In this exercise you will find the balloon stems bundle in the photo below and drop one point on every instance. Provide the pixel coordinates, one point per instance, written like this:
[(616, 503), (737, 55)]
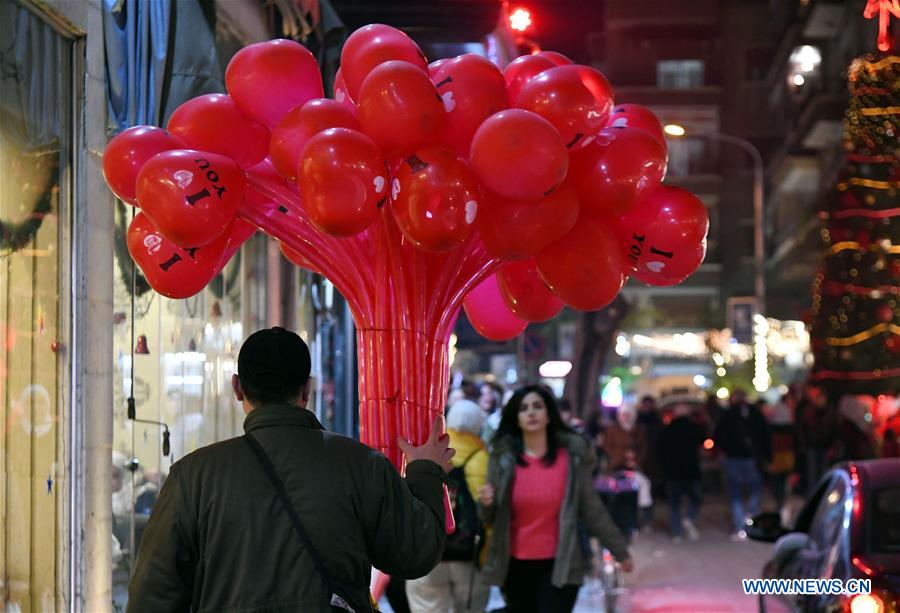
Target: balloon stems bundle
[(419, 189)]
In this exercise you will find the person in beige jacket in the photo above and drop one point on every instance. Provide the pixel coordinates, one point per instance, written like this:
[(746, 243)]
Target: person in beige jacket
[(457, 585)]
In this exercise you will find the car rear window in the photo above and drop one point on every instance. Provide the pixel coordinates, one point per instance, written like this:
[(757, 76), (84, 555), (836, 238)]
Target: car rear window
[(885, 534)]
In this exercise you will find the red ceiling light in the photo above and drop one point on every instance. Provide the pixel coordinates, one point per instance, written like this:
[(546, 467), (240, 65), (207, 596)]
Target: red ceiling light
[(520, 20)]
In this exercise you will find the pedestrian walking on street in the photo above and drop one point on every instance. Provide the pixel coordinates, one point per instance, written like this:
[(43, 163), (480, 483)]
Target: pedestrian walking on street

◇ ◇ ◇ ◇

# [What this task involves]
Reproduce each line of the records exactly, omitting any picture.

# [Response to the exercise]
In this exercise you will find the balloon stems bundle in the photo below and drop one point on every instance. Provide the pixel coordinates, one point per instance, written like this:
[(616, 503), (737, 55)]
Target: balloon stems bundle
[(419, 189)]
In this exercise you will find the person in beige jacket in the photo above and drop one point on every instance. Provide the pixel coordinates, one point per instance, written like this:
[(746, 243)]
Target: person in beige jacket
[(457, 585)]
In this exercise you will find the car rear window in the photo above and drop one point on every instance. Provide the pixel coordinates, one point per instance, written like this:
[(757, 76), (84, 555), (836, 238)]
Target: car rear window
[(885, 534)]
In this exercise you will find the red ceiling light in the photo above and drop one point on every instance. Provide the pixel coordinates, one point per instance, written like this:
[(546, 467), (240, 65), (207, 596)]
Target: red ceiling light
[(520, 20)]
In this exercise you will find the pedestrian walking on street in the photo above and drop one point on every instance. Provide the pixel coordinates, one point per instance, written like this:
[(43, 163), (480, 483)]
Target: pedestrian walking on street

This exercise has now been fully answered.